April 25, 2022 – At least 169 severe hepatitis cases have been identified in children in an outbreak that involves 12 countries, the World Health Organization announced on Saturday.
Among the cases, at least one child has died and 17 have required liver transplants. The children have been between 1 month and 16 years old.
“It is not yet clear if there has been an increase in hepatitis cases or an increase in awareness of hepatitis cases that occur at the expected rate but go undetected,” the WHO said in a statement.
Health authorities across the world are investigating the increase in severe cases of acute hepatitis, or inflammation of the liver. Although mild pediatric hepatitis can occur, severe hepatitis in healthy children is rare, according to The Guardian.
Among the 169 infections, 114 have occurred in the U.K., followed by 13 in Spain, 12 in Israel, and nine in the U.S. The outbreak has also spread to Belgium, Denmark, France, Ireland, Italy, the Netherlands, Norway, and Romania.
Many cases have included gastrointestinal symptoms, including belly pain, diarrhea, and vomiting, before showing signs of severe acute hepatitis, increased liver enzymes, and jaundice. Most cases didn’t have a fever, the WHO said.
The common viruses that cause acute viral hepatitis – hepatitis viruses A, B, C, D and E – haven’t been detected in any of the cases. International travel and other country-based links also haven’t been identified.
A common cold virus, known as an adenovirus, has been detected in at least 74 cases, the WHO said. COVID-19 infection was identified in 20 cases, and infection with both COVID-19 and an adenovirus was detected in 19 cases.
“While adenovirus is a possible hypothesis, investigations are ongoing for the causative agent,” the WHO said.
Health authorities have ruled out the chance that COVID-19 vaccines were involved in the cases, according to STAT News. Most of the children weren’t vaccinated.
++++++++++++++++++++
→ TASK DETAILS:
Write a continuation of the news report on severe hepatitis cases in children, picking up after its final sentence.

→ Dataset entries:
++++++++++++++++++++
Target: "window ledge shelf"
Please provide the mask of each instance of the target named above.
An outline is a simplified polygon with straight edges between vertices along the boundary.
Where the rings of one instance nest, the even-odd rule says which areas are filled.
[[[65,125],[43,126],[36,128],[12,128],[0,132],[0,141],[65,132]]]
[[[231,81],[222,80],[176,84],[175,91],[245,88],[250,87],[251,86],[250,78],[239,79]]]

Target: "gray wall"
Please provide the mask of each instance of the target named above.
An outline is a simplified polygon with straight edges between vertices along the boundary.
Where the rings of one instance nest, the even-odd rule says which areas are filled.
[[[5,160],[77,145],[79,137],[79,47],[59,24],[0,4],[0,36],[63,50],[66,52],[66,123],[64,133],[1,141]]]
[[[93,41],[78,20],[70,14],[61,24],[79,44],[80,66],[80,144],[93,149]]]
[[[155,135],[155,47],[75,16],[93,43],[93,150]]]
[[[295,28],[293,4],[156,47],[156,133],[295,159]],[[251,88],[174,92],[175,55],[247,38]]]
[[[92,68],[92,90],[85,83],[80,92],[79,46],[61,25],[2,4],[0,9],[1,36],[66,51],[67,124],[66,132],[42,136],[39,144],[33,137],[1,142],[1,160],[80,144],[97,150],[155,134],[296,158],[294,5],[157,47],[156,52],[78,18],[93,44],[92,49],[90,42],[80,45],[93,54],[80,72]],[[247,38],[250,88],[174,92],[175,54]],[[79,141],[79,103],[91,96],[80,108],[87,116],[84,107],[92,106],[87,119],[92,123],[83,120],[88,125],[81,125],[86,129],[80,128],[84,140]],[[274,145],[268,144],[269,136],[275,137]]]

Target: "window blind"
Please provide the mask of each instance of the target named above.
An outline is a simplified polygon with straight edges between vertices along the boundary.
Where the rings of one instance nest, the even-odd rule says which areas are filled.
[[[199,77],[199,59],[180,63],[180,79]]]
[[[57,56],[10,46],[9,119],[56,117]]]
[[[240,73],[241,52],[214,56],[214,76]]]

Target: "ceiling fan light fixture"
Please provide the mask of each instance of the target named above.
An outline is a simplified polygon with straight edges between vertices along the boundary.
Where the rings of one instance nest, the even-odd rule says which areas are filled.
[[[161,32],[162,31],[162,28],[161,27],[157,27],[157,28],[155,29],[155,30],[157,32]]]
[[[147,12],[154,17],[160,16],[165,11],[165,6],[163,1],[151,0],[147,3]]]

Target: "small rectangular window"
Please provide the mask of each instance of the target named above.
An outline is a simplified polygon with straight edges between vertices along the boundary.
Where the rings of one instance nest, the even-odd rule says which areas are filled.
++++++++++++++++++++
→ TASK RESULT:
The WHO said it is closely monitoring the cases and working with health authorities in the U.K. as well as other member states. The U.K., for instance, saw a significant increase in adenovirus infections in the community after low levels of circulation earlier in the COVID-19 pandemic, particularly in fecal samples in children. The Netherlands has also reported an increase in community adenovirus circulation.
Last week, the CDC sent out a nationwide alert, encouraging doctors to look for symptoms of pediatric hepatitis that could be linked to the cold virus. The CDC recommended that doctors consider adenovirus testing in children with hepatitis when the cause is unknown.
The first U.S. cases were identified in October 2021 at a children’s hospital in Alabama, which admitted five children with significant liver injury, including some with acute liver failure. The viruses for hepatitis A, B, and C were ruled out, and the children tested positive for adenovirus.
The CDC is working with the Alabama Department of Public Health to investigate the cluster, which now includes nine children ages 1-6. All the children were previously healthy, and none were at the hospital due to a COVID-19 infection.
“At this time, we believe adenovirus may be the cause for these reported cases, but investigators are still learning more,” the CDC said.